**What to do:** If a line in the entries below contains "lamp", copy it.

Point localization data
>>>>

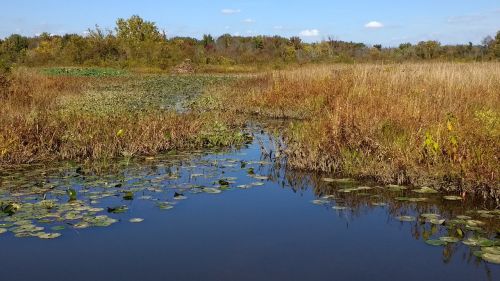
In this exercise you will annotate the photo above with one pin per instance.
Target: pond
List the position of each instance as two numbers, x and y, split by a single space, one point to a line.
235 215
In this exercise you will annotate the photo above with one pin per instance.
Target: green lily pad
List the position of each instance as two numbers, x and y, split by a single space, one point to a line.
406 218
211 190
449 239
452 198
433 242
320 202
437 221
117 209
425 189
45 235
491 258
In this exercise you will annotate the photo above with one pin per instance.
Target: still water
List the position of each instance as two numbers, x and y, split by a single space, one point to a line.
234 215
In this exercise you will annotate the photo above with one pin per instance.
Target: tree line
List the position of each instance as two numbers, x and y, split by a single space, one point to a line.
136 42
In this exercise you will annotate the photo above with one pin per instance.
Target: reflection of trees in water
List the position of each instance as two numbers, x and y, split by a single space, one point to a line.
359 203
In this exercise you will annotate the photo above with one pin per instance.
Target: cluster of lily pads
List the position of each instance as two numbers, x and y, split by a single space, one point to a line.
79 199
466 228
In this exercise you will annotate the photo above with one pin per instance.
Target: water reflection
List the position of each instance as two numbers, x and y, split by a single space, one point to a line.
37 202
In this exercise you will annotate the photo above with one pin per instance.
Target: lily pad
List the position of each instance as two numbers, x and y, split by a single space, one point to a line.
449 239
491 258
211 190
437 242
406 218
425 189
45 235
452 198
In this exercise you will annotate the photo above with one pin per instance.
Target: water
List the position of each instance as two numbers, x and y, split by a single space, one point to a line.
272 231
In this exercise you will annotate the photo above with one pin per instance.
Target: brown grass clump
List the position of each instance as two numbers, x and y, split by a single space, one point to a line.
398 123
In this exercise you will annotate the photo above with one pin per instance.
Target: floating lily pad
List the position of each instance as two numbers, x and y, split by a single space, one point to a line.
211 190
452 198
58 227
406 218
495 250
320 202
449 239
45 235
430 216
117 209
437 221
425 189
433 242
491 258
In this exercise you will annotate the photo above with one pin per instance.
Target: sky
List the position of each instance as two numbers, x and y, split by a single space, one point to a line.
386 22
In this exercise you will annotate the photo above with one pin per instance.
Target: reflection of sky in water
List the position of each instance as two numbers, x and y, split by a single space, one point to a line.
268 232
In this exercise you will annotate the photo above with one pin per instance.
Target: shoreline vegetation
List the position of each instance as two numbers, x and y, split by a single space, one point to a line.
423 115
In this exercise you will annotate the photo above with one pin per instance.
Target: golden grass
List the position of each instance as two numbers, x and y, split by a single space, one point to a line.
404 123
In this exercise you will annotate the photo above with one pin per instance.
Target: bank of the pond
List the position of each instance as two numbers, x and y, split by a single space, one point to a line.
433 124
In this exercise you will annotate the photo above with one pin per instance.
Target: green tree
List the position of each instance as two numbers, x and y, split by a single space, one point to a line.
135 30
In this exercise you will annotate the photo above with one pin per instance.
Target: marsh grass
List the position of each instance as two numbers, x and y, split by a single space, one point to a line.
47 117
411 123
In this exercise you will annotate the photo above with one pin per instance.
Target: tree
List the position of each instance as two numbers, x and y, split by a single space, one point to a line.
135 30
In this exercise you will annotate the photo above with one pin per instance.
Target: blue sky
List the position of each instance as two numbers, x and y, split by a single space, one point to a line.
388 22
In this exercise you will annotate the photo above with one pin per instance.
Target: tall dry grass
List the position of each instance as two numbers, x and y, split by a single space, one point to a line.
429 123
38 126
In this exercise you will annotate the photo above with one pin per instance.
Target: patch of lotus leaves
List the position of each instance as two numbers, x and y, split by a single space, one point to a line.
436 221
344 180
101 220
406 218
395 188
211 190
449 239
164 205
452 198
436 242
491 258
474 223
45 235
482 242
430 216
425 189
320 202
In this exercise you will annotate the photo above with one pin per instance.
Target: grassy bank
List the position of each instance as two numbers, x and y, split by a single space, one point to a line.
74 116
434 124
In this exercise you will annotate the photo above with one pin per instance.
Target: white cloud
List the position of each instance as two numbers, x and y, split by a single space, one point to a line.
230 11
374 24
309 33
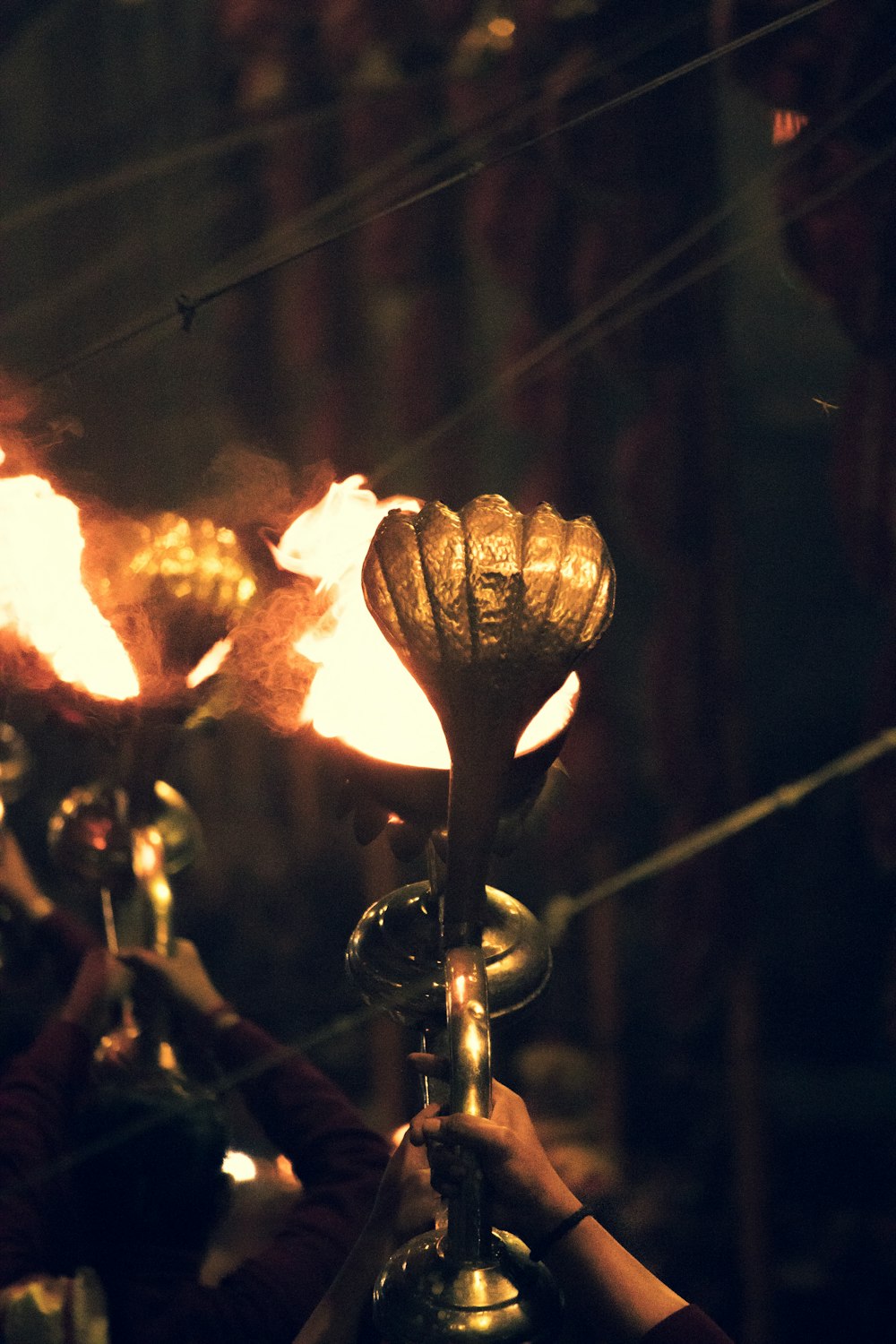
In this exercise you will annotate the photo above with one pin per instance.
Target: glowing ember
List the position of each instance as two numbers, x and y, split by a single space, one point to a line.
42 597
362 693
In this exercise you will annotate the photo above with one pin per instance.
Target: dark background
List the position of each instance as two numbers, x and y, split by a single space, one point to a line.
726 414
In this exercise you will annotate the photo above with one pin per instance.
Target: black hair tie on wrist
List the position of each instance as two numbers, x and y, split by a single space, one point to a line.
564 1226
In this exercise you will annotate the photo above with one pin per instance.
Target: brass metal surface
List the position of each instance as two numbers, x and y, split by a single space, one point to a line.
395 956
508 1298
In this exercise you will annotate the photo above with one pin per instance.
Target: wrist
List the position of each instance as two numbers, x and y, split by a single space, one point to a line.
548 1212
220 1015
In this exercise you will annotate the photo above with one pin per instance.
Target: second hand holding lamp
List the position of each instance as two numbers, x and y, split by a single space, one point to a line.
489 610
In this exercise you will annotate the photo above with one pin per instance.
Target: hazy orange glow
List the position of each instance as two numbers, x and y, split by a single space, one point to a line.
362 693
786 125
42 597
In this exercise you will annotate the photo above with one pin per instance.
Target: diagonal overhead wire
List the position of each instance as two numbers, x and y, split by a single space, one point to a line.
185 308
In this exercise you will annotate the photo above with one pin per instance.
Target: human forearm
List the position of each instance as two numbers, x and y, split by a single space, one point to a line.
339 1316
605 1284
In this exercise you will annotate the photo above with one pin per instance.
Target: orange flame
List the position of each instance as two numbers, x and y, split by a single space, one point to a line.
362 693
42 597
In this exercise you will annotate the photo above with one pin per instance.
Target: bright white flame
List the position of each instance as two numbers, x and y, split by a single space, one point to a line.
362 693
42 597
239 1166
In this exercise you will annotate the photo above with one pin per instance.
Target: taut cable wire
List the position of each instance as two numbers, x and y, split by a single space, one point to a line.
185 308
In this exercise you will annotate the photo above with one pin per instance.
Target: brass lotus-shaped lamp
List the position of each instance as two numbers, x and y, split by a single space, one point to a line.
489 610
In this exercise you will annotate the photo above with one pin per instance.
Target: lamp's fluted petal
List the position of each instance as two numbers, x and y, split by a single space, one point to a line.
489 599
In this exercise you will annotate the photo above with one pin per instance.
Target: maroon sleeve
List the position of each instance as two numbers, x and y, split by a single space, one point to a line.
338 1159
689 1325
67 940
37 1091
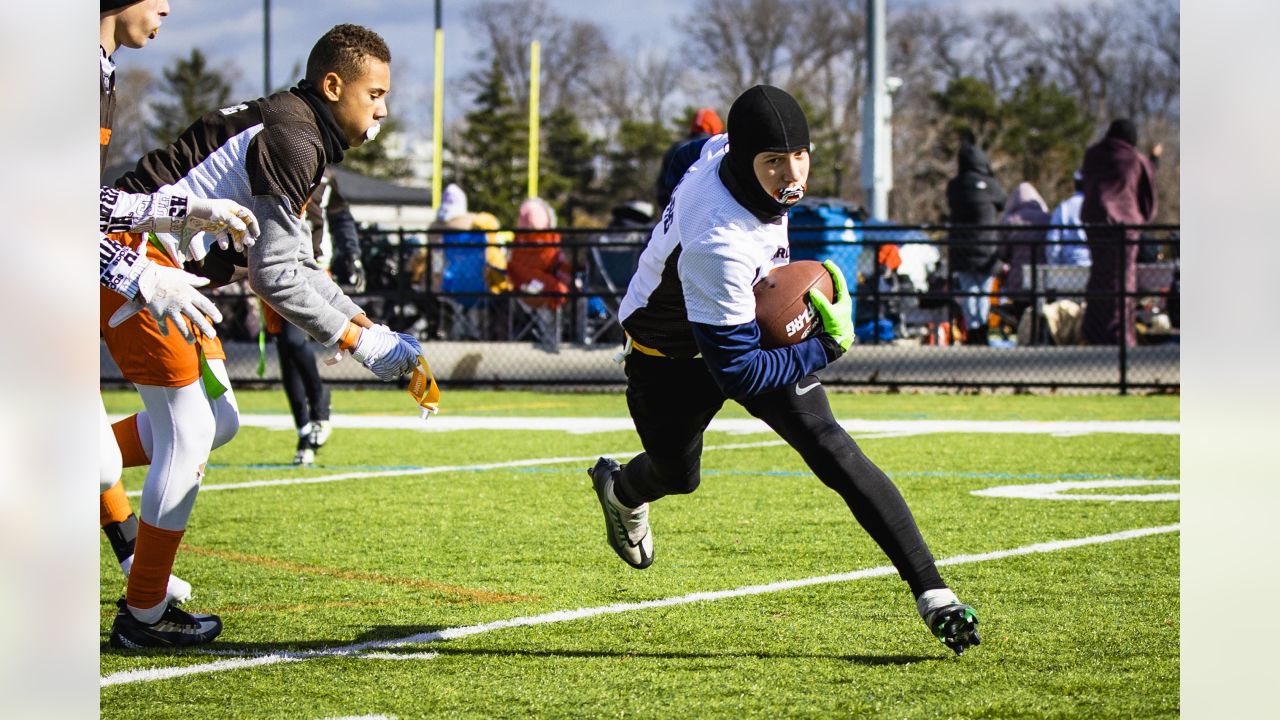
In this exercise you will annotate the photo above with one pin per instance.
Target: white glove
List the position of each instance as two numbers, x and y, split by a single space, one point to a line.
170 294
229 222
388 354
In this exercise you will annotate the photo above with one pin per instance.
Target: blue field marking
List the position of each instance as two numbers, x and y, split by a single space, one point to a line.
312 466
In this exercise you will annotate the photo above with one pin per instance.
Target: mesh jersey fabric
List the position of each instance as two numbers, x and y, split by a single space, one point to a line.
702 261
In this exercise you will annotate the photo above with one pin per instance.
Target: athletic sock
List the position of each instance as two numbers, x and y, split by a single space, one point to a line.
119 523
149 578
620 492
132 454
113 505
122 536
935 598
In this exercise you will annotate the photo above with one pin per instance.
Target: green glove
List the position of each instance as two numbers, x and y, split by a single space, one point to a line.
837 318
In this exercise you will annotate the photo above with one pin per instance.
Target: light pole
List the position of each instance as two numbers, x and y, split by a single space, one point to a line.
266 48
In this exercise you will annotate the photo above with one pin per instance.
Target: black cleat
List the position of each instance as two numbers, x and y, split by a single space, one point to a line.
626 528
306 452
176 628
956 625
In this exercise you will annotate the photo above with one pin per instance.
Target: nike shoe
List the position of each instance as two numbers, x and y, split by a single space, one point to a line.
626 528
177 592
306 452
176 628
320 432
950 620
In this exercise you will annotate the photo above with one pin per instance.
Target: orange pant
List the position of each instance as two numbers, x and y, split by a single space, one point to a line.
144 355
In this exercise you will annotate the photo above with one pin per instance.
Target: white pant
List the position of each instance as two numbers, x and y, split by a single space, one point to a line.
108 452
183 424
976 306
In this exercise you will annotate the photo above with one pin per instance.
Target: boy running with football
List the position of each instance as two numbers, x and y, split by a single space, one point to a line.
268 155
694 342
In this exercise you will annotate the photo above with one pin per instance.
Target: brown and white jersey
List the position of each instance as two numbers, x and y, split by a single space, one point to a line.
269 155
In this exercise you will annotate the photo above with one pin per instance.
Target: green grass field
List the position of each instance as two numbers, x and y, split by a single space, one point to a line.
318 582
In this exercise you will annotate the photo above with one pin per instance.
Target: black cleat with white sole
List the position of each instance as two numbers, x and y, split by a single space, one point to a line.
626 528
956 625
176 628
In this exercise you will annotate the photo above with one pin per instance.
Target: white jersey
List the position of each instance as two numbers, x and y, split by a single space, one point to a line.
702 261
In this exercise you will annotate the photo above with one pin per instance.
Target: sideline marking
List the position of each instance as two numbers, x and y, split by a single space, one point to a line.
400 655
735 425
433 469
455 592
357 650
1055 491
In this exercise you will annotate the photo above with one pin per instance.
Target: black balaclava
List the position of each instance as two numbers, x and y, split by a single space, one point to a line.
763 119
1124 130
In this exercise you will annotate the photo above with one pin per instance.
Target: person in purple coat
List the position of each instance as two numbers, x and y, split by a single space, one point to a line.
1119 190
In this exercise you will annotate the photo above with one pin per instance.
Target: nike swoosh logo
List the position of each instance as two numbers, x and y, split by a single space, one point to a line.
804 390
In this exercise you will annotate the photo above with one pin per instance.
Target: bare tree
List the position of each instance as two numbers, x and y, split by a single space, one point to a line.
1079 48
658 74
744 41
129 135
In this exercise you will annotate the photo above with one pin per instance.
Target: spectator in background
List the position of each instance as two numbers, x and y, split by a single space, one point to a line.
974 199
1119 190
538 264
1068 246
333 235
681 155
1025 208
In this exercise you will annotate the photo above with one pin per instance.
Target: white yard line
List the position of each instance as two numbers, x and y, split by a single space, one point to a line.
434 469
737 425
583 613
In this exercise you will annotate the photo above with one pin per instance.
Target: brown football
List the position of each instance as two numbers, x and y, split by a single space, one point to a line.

<<<<

**Exercise output:**
Target: second hand holding lamp
Target: brass lotus-shaped lamp
Target: lamp's fluted petal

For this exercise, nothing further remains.